読解本文 >>
今回の麻央さんの悲報を、複雑な思いで受け止めたのは、同世代のがん患者たちだろう。

国立がん研究センターの2015年の発表によると、18歳未満の子どものいるがん患者は推計で年間約5万6000人に上る。平均年齢は男性が46.6歳、女性が43.7歳。子どもの総数は約8万7000人に上り、この約6割が0~12歳と、まだ親による庇護が必要な年齢だ。

子への告知に悩む

小島教授によると、親ががんなどの重篤な病気になった場合、症状や治療状況によっても異なるが、子どもに心理的な負担がかかることは少なくないという。

子育て世代のがん患者が悩むのが、子どもに過度の負担を与えないように、どう病状を伝えるかだ。

16年12月、子どもがいるがん患者向けSNS「キャンサーペアレンツ」が30~60代の会員133人に対して実施したアンケート回答でも目立ったのは、

「精神面に悪い影響を与えてしまわないか」「どんな反応を示すか」といった、我が子へのダメージを心配する声だ。

キャンサーペアレンツを運営し、自身も胆管がんに罹患している西口洋平さん(37)も、当初は一人娘の倖(こう)さん(8)に自身の病状を伝えていなかった。

西口さんは15年2月、35歳の時にがんが発覚。医師から告げられた病状は「ステージIV」、5年生存率は10%以下だった。転移が進み、手術による切除ができなかった。

人材会社に勤めるバリバリの営業マンだった。現在は、勤務形態を週3日程度のアルバイトに変更し、週に1度、抗がん剤投与のため通院、半年に1度は入院して治療を続けている。

がん発覚当時、倖さんはまだ幼稚園年長の6歳。西口さんは病気を伝えていなかった。

「隠していたわけではないのですが、どう伝えていいのか分からなくて。病状も安定していたし、『今はいったん置いておこう』と思っていたんです」

ただ、棚上げしていた西口さんの「告知問題」は、予想外の展開を迎える。昨夏、ワイドショーでタレントの梅宮辰夫さんががんの手術をしたというニュースを一緒に見ていた倖さんが、

「この人、父ちゃんと一緒の病気だね」

と、何気なく言ってきたのだ。どうやら病気のことは、妻が伝えていたようだった。その後も明るい調子で、それほど深刻には受け止めていないようで、西口さんはほっと安堵したという。

先のアンケート調査でも患者の73%が「子どもにがんだと伝えた」と回答。このうち87%が「伝えてよかった」と回答しており、子どもへの告白は肯定的に捉えられている。

提供データ >>
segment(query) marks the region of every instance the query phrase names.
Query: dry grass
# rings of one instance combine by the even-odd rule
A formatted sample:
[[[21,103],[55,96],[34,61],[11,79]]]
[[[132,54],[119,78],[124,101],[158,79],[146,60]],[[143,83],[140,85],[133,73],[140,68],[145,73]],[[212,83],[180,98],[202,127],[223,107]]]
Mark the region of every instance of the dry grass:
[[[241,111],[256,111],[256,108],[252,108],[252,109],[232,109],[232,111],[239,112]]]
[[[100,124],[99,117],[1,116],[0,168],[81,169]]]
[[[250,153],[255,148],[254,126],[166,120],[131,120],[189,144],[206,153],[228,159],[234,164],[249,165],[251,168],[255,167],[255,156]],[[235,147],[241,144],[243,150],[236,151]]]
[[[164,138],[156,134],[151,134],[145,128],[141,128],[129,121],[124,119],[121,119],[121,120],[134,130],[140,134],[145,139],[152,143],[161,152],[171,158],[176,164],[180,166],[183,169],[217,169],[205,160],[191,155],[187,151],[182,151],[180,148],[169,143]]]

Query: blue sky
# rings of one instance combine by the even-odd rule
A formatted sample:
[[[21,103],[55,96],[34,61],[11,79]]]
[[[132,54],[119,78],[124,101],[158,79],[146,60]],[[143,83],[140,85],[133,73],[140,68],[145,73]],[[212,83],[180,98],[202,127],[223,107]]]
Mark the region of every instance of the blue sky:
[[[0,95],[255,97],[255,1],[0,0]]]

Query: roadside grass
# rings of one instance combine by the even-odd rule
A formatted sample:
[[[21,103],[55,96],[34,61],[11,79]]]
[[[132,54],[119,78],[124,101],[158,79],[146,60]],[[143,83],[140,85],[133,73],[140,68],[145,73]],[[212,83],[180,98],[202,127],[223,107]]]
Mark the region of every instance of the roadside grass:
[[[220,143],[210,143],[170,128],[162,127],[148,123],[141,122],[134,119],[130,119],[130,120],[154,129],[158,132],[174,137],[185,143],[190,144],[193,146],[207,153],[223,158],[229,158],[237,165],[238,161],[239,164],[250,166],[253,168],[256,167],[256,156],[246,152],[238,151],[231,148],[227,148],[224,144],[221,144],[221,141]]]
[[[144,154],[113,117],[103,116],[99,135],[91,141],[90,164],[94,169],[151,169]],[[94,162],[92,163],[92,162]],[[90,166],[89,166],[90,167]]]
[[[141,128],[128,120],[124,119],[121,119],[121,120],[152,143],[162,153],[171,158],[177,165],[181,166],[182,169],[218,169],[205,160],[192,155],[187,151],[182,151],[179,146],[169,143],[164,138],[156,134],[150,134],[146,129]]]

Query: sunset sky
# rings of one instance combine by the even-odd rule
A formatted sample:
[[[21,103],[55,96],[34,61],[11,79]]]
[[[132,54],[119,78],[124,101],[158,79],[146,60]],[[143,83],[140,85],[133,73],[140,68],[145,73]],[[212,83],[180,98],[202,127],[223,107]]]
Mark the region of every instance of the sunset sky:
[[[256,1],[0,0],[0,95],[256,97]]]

課題指示 >>
がんを患う親の子への告知に関する上記の本文から、「ただ、棚上げしていた西口さん」と「白は肯定的に捉えられている。」の間の部分を、両端の語句も含めて一字一句違えずに改めて示してください。

課題への回答 >>
ただ、棚上げしていた西口さんの「告知問題」は、予想外の展開を迎える。昨夏、ワイドショーでタレントの梅宮辰夫さんががんの手術をしたというニュースを一緒に見ていた倖さんが、

「この人、父ちゃんと一緒の病気だね」

と、何気なく言ってきたのだ。どうやら病気のことは、妻が伝えていたようだった。その後も明るい調子で、それほど深刻には受け止めていないようで、西口さんはほっと安堵したという。

先のアンケート調査でも患者の73%が「子どもにがんだと伝えた」と回答。このうち87%が「伝えてよかった」と回答しており、子どもへの告白は肯定的に捉えられている。